AIM OF THE TASK -
All of the records must be restated exactly, with every line complete.

Dataset entries
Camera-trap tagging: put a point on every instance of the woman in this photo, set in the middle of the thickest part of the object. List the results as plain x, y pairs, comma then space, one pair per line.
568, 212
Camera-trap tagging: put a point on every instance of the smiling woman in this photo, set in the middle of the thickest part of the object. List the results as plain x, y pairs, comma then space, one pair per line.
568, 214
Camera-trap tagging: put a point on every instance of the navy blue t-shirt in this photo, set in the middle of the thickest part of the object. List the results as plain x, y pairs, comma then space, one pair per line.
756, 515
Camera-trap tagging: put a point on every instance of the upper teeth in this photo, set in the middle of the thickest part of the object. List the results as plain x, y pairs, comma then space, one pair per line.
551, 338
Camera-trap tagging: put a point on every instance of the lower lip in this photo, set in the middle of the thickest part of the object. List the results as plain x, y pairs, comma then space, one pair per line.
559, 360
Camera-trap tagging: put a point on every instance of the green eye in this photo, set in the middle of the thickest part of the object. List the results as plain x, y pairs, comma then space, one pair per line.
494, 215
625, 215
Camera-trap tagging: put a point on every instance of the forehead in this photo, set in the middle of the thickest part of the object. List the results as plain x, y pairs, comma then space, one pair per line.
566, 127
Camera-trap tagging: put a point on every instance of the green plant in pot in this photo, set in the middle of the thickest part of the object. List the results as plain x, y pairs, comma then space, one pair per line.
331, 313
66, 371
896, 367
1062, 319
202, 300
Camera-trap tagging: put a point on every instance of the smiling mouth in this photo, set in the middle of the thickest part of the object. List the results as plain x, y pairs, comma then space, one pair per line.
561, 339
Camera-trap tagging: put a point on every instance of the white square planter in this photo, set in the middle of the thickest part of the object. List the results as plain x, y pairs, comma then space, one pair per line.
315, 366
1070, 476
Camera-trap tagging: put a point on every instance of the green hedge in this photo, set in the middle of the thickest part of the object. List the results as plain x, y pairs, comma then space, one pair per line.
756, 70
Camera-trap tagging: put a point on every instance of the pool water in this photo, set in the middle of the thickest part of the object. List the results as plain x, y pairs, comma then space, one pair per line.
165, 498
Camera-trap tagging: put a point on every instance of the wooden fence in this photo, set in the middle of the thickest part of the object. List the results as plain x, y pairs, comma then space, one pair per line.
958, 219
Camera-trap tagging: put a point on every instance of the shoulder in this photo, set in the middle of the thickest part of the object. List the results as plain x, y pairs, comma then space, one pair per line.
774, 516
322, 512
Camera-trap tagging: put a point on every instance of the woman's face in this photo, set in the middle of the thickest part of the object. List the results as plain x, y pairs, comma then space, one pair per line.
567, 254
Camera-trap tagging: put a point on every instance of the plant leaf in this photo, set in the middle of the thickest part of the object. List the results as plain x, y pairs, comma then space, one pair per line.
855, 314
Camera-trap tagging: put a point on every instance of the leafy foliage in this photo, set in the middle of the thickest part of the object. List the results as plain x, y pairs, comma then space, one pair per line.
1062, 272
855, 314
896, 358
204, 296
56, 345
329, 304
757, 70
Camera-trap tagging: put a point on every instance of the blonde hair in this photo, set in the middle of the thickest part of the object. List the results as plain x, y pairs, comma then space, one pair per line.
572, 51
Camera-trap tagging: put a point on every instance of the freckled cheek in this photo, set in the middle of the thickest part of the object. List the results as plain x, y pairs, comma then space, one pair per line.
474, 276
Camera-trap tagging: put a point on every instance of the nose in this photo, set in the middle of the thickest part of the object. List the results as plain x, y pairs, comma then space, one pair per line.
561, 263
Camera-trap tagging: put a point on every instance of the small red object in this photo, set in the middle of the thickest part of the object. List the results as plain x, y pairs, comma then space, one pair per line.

SOLVED PROBLEM -
Camera-trap tagging: put a point on every instance of the woman in this photo, set in the middle of the thickest part of the object. List the results as plain x, y pairs, comma then space, one pair per line.
568, 212
Camera-trap tagging: put a point on every instance of the smiling woman in this photo, set in the middle of the thickest part of the object. List the results as plain x, y pairs, comma then space, one pair per line.
568, 214
Camera-trap tagging: put a point on every instance of the navy blue t-shirt in this photo, set in the middle of the thickest part of the object. List the results as plain x, y pairs, comma then space, one pair per line.
756, 515
Camera-trap tagging: put a point on every instance of the upper teeth in this photo, set in the middle of the thickest part of the object. List the results as plain x, y pairs, comma then space, one pair per line.
551, 338
Camera-trap tagging: put a point on every instance of the lower lip in this photo, set in the middle of the thickest part of the object. List the results as plain x, y pairs, comma then space, one pair per line.
559, 360
Camera-trap tagging: put a point on every instance of the green eye in this photo, set in the middle of the thickest part of the object. List the results as plain x, y pairs, comma then space, one pair per line.
494, 215
625, 215
Camera-trap tagging: put a point on every instance of the forehead in this photo, set in the middle of the thickest part of the object. List the results as plain x, y pairs, comma then space, one pair per line.
566, 127
Camera-trap tagging: put a point on every instance of the green plant in pot in this photo, set in the middle of the thickest part of the object. List the results as plain x, y pairs, comma then space, one pair per line.
331, 313
66, 371
896, 367
1062, 319
202, 300
Camera-trap tagging: put a point on every instance of the smiling mouth in this photo, set in the middle of the thickest part of the object. List the results as plain x, y pairs, comma then space, one pair per line.
561, 339
Camera-trap tagging: put a point on every instance of the white square planter in this photo, set in the middle of the thickest part of the object. List the results as plain x, y pairs, comma then space, one pair per line.
315, 366
1070, 476
Camera-trap tagging: put a point on every instance of the green hedge in this photo, set in the middle of the thickest part of the object. List the results as plain x, y pairs, comma then space, one pair per line.
756, 70
Camera-trap tagging: put a point on every instance of the pool water in this photo, set in the middle of the thickest part of the object. List the results as plain x, y pairs, comma then space, one pair per line.
165, 498
Camera-trap tagging: put a point on every instance of the wooden fence in this photo, set in the middle of the thickest part of the object. List the results as plain x, y pairs, comma then space, one pair per line.
958, 219
Camera-trap tagging: put a point on every instance of the shoulder in this photo, set in the middle of the thickest part of the object. List the results as plain x, y pairs, comma then space, one pair per line.
774, 516
322, 512
Camera-trap tagging: put a point on every instance of the woman's face in this photo, set in the middle of the thickest part of the object. List the results as plain x, y pairs, comma then space, one pair per line.
567, 254
Camera-trap tagging: put a point on every instance of the plant leaf in this photo, set in the middle of the thickest part of the object. List the results as plain x, y pairs, comma then space, one pair per line.
855, 314
Camera-trap tagging: put a point on every instance of the leafy foliage in this photo, set in the middle of the thickest part of the object. List the results as plain x, y pairs, comma then space, one pair per line.
1062, 272
855, 314
896, 358
204, 296
56, 345
329, 304
757, 70
Camera-trap tagging: put a point on every instance of the blonde hair in this photo, set in the middle of the thickest part of the object. List the results as plain x, y pairs, comma then space, one pair per line.
572, 51
Camera-trap tagging: put a point on every instance of the freckled cheek in this photo, set in the middle of the thickest part of the object. List the results as plain x, y pairs, comma then space, one pair per line.
474, 276
Camera-trap tagging: put a point on every instance of the nose in this photo, set in the middle of the thickest part of the object. List the results as plain x, y pairs, comma then space, one pair per line.
561, 263
Camera-trap tagging: put a point on every instance of the small red object in this photo, set in the middle of the thickest part of the object. List the results as plain x, y pairs, comma then space, one pair per line.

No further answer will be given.